▶ Provided text:
4. Data Security. Throughout its lifecycle, data must be protected in a manner that is defined by the policies and procedures of GSA. The Information Security Office (IS) should be contacted directly if at any point there is concern or questions regarding any aspect of GSA data, to include but not limited to topics in access control, processing, or handling instructions.
5. Data Sharing. All data sharing efforts within GSA must meet agency-wide statutory, regulatory, and security mandates.
a. Internal. To maximize its use of information, GSA must enable the frictionless-flow of data within the agency. Data should be made available in a timely and responsive manner subject to applicable data sharing agreements (refer to #4 in Appendix C) and in support of the following strategic goals:
(1) IT Modernization: Provide a modern/streamlined experience for employees.
(2) Data Management: Unleash the power of data to inform and drive decision-making.
(3) Customer Experience: Deliver service comparable to leading private sector companies.
b. External. GSA’s default position will be to share information openly with the public while meeting existing requirements that protect the release of inappropriate data. The example guidelines illustrated in Appendix A identify criteria that will allow GSA to fully participate in DATA.gov submissions. As other external data sharing programs are formalized, additional processes must be customized according to unique considerations.
APPENDIX A
DATA.gov Submissions
1. Background. DATA.gov is an initiative to allow the public to easily find, download, and use data sets that are generated and held by the Federal government. Improving access to agencies' data can help foster innovation and fuel the knowledge economy as well as increase transparency. DATA.gov will enable the public to participate in research and discovery by providing data from which they can build applications and conduct independent analyses.
2. Purpose. This section identifies GSA specific procedures and guidelines that anyone involved in releasing data sets to DATA.gov (e.g. program offices, data owners/stewards) should follow.

▶ Data records:

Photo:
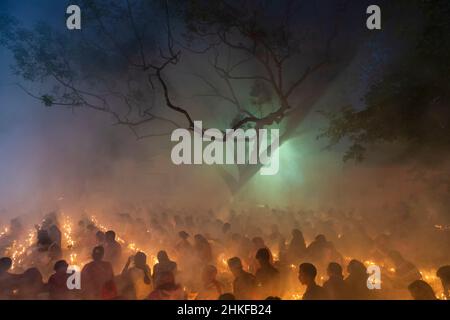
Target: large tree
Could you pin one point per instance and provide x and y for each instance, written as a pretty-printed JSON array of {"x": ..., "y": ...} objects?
[{"x": 268, "y": 62}]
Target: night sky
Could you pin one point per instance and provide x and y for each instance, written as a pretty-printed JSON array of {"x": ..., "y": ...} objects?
[{"x": 47, "y": 152}]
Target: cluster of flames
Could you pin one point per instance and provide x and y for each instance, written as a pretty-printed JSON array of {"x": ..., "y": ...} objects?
[{"x": 20, "y": 249}]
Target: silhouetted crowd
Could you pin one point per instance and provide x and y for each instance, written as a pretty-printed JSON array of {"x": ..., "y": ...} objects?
[{"x": 254, "y": 254}]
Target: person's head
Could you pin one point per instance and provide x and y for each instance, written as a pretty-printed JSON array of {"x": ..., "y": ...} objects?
[
  {"x": 297, "y": 234},
  {"x": 263, "y": 256},
  {"x": 227, "y": 296},
  {"x": 235, "y": 265},
  {"x": 334, "y": 269},
  {"x": 226, "y": 227},
  {"x": 98, "y": 253},
  {"x": 5, "y": 264},
  {"x": 61, "y": 266},
  {"x": 320, "y": 238},
  {"x": 420, "y": 290},
  {"x": 443, "y": 273},
  {"x": 199, "y": 239},
  {"x": 54, "y": 251},
  {"x": 165, "y": 279},
  {"x": 396, "y": 257},
  {"x": 183, "y": 235},
  {"x": 209, "y": 273},
  {"x": 162, "y": 256},
  {"x": 140, "y": 259},
  {"x": 258, "y": 242},
  {"x": 307, "y": 273},
  {"x": 356, "y": 268},
  {"x": 32, "y": 276},
  {"x": 100, "y": 236},
  {"x": 110, "y": 236}
]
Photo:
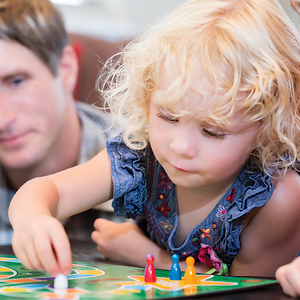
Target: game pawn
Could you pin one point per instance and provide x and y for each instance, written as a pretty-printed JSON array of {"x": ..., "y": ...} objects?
[
  {"x": 175, "y": 272},
  {"x": 150, "y": 273},
  {"x": 190, "y": 276}
]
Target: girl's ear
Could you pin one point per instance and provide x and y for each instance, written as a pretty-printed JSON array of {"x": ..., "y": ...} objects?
[{"x": 68, "y": 69}]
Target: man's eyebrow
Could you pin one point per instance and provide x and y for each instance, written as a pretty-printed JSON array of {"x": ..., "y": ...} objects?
[{"x": 12, "y": 74}]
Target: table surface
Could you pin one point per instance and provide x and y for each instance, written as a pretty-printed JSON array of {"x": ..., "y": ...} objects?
[{"x": 87, "y": 252}]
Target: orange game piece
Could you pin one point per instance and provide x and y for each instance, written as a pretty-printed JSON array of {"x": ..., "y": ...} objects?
[{"x": 190, "y": 276}]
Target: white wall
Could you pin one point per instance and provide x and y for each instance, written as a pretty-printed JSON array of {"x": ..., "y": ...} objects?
[{"x": 115, "y": 19}]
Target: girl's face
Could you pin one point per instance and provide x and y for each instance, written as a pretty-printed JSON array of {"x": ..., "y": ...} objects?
[{"x": 195, "y": 154}]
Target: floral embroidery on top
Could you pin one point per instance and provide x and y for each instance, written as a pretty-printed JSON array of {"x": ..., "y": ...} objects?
[
  {"x": 196, "y": 240},
  {"x": 205, "y": 233},
  {"x": 164, "y": 181},
  {"x": 166, "y": 226},
  {"x": 231, "y": 196},
  {"x": 163, "y": 209},
  {"x": 221, "y": 212},
  {"x": 161, "y": 196}
]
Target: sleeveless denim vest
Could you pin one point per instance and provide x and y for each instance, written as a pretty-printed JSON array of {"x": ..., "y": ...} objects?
[{"x": 142, "y": 188}]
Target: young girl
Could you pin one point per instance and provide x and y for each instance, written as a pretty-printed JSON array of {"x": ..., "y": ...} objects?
[{"x": 207, "y": 155}]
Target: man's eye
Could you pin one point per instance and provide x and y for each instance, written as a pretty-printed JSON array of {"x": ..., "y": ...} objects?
[
  {"x": 212, "y": 134},
  {"x": 167, "y": 118},
  {"x": 16, "y": 80}
]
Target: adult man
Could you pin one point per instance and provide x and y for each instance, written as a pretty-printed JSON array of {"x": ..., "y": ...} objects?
[{"x": 42, "y": 129}]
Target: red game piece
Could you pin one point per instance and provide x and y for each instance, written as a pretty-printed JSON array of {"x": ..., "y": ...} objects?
[{"x": 150, "y": 273}]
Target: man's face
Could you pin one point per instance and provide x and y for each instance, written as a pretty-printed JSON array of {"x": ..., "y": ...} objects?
[{"x": 32, "y": 107}]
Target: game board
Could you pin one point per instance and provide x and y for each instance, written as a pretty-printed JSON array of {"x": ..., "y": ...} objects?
[{"x": 107, "y": 281}]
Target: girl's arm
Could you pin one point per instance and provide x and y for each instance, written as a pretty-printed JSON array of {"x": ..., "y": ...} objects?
[
  {"x": 289, "y": 278},
  {"x": 272, "y": 236},
  {"x": 39, "y": 239},
  {"x": 126, "y": 243}
]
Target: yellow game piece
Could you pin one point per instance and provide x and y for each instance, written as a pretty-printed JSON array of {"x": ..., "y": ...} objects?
[{"x": 190, "y": 276}]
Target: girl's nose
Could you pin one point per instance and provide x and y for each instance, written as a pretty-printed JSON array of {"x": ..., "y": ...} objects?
[{"x": 184, "y": 143}]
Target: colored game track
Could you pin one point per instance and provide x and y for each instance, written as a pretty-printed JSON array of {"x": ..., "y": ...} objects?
[{"x": 107, "y": 281}]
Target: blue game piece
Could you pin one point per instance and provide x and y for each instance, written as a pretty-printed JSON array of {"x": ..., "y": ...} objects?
[{"x": 175, "y": 272}]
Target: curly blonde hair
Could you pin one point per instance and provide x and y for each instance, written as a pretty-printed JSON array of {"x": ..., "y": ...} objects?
[{"x": 247, "y": 46}]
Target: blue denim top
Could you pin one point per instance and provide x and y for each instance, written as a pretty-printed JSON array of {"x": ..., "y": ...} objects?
[{"x": 142, "y": 188}]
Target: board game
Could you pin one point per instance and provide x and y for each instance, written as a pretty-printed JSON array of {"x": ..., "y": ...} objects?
[{"x": 108, "y": 281}]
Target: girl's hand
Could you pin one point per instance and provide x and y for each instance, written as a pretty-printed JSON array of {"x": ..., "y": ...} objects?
[
  {"x": 42, "y": 243},
  {"x": 289, "y": 278}
]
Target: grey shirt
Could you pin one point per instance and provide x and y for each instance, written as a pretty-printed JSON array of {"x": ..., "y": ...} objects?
[{"x": 96, "y": 128}]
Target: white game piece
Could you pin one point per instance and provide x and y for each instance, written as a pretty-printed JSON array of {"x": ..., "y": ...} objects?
[{"x": 61, "y": 282}]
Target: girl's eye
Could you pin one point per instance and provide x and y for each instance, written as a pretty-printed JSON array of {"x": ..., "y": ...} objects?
[
  {"x": 167, "y": 118},
  {"x": 16, "y": 80},
  {"x": 215, "y": 135}
]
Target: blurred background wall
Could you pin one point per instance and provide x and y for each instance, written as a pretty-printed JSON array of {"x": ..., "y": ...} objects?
[
  {"x": 115, "y": 19},
  {"x": 99, "y": 28}
]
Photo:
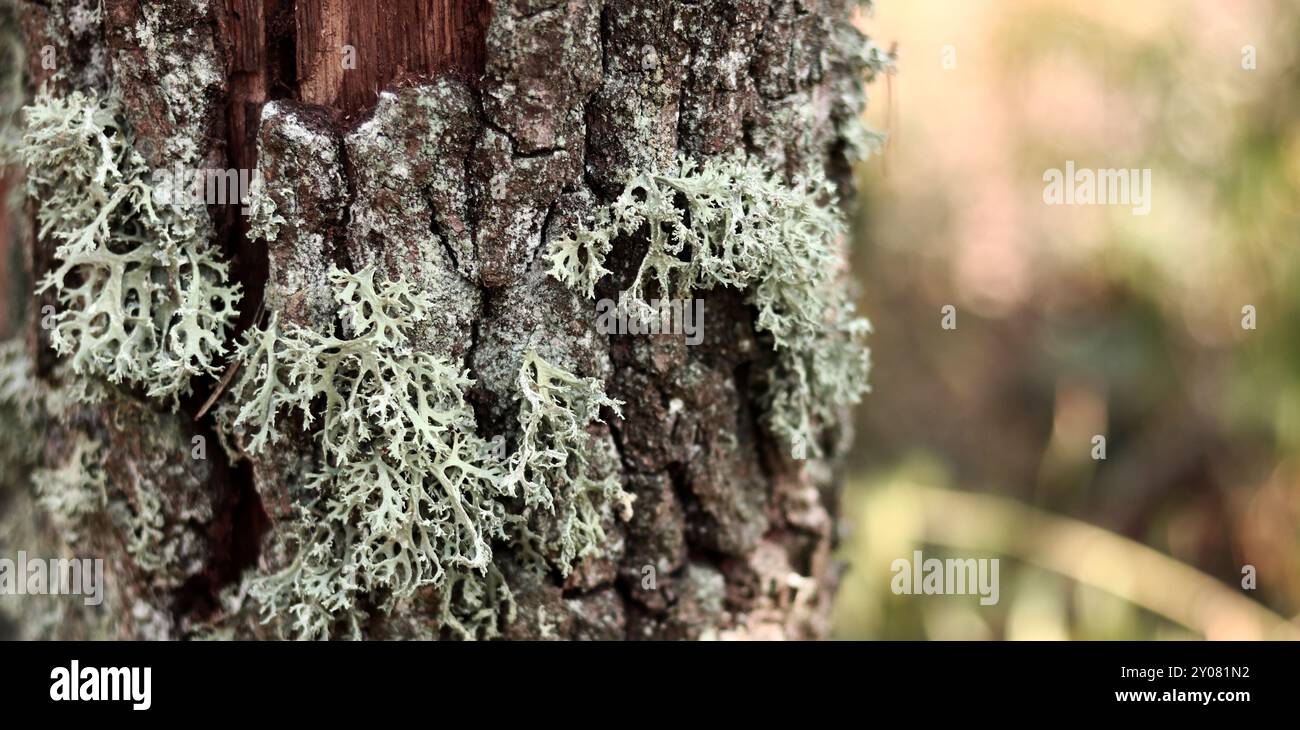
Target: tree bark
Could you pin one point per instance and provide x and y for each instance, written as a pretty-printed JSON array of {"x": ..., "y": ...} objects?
[{"x": 467, "y": 135}]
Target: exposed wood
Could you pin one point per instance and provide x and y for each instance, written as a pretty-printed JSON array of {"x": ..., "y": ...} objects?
[{"x": 389, "y": 40}]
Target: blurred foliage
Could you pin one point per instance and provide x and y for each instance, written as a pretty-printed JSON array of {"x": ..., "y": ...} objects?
[{"x": 1082, "y": 321}]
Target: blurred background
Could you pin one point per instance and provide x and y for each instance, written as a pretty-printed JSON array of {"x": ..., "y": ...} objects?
[{"x": 1075, "y": 321}]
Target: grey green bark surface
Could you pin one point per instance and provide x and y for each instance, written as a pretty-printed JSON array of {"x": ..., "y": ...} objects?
[{"x": 456, "y": 187}]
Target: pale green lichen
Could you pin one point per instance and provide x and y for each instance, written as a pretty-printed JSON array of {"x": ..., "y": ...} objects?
[
  {"x": 74, "y": 490},
  {"x": 732, "y": 222},
  {"x": 408, "y": 496},
  {"x": 551, "y": 469},
  {"x": 143, "y": 299}
]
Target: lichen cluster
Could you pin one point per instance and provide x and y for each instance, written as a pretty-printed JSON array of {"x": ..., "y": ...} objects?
[
  {"x": 408, "y": 496},
  {"x": 732, "y": 222},
  {"x": 143, "y": 299}
]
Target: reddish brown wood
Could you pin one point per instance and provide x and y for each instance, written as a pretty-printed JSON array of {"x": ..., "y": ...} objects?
[{"x": 393, "y": 39}]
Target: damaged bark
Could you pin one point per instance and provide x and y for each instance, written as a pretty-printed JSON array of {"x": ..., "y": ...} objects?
[{"x": 466, "y": 137}]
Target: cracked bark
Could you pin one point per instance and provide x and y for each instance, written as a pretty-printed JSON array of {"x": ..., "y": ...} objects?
[{"x": 467, "y": 134}]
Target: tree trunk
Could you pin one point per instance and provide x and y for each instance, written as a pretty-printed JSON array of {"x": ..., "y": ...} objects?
[{"x": 445, "y": 143}]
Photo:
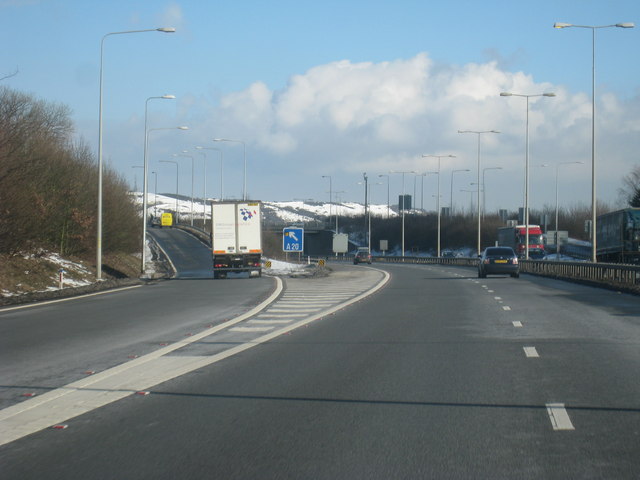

▶ What this exercise asks:
1. Translate this sentence from the GSA data policy excerpt into Spanish: "All data sharing efforts within GSA must meet agency-wide statutory, regulatory, and security mandates."
2. Name every strategic goal listed in the GSA data policy excerpt.
3. Extract the GSA data policy excerpt from "4. Data Security." up to and including "or handling instructions.".
The lines were taken from a different source than the GSA data policy excerpt.

▶ Answers below:
1. Todas las iniciativas de intercambio de datos dentro de la GSA deben cumplir los mandatos legales, reglamentarios y de seguridad de toda la agencia.

2. IT Modernization, Data Management, Customer Experience

3.
4. Data Security. Throughout its lifecycle, data must be protected in a manner that is defined by the policies and procedures of GSA. The Information Security Office (IS) should be contacted directly if at any point there is concern or questions regarding any aspect of GSA data, to include but not limited to topics in access control, processing, or handling instructions.